WORK INSTRUCTIONS: Every record below should be retyped exactly, and no picture should appear in the copy.

EXERCISE MATERIAL:
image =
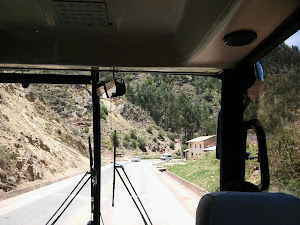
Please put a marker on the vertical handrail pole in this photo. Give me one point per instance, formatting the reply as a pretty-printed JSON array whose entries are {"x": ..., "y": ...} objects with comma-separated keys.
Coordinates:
[{"x": 97, "y": 147}]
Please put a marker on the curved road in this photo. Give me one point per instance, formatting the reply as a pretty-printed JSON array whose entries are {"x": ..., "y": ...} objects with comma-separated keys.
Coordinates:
[{"x": 37, "y": 207}]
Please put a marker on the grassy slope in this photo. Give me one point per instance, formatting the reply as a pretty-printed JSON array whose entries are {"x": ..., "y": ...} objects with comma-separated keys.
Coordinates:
[{"x": 203, "y": 172}]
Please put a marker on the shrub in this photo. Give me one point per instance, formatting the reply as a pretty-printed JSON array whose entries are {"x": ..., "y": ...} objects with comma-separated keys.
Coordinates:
[
  {"x": 133, "y": 144},
  {"x": 172, "y": 145},
  {"x": 133, "y": 134},
  {"x": 125, "y": 143},
  {"x": 161, "y": 135},
  {"x": 126, "y": 137},
  {"x": 114, "y": 138},
  {"x": 86, "y": 129},
  {"x": 6, "y": 155},
  {"x": 149, "y": 129},
  {"x": 103, "y": 112},
  {"x": 172, "y": 136},
  {"x": 142, "y": 143}
]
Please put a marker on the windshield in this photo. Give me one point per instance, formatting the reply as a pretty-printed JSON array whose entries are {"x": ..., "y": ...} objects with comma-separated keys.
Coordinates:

TASK RESULT:
image =
Please put a marker on the vertical handrail pole in this photo. Give me one point per instance, formatting the reply as a pretty-printed JSON array whose entries are {"x": ..., "y": ...} objects with comma-separated keys.
Coordinates:
[{"x": 97, "y": 147}]
Please put a marker on the curved road in this photo. Give me one point per instance, formatting the reply as a pretty-printed JSON array whose entries are {"x": ..., "y": ...} objects with comma-separated keys.
Coordinates:
[{"x": 37, "y": 207}]
Please put a marker on the grassy slope in this photo. Give me one point per instance, formatting the reply as a pretty-printed JSON array whose entries are {"x": ..., "y": ...} objects with comma-separated keys.
Coordinates:
[{"x": 203, "y": 172}]
Please put a marker on the shrub in this photo. Give me one point per instance, formatting the reply as a pretty-printed JSON array whose entries are {"x": ..., "y": ...} objects with comma-separated keys.
Coordinates:
[
  {"x": 133, "y": 144},
  {"x": 172, "y": 145},
  {"x": 133, "y": 134},
  {"x": 125, "y": 143},
  {"x": 161, "y": 135},
  {"x": 126, "y": 137},
  {"x": 114, "y": 138},
  {"x": 86, "y": 129},
  {"x": 6, "y": 155},
  {"x": 149, "y": 129},
  {"x": 103, "y": 112},
  {"x": 172, "y": 136},
  {"x": 142, "y": 143}
]
Please put a marker on the windshield in this photo. Give me one point per instance, formatting the reply as a pretty-printed JSON array whose entries are {"x": ..., "y": ...} objects with comma-separated keys.
Coordinates:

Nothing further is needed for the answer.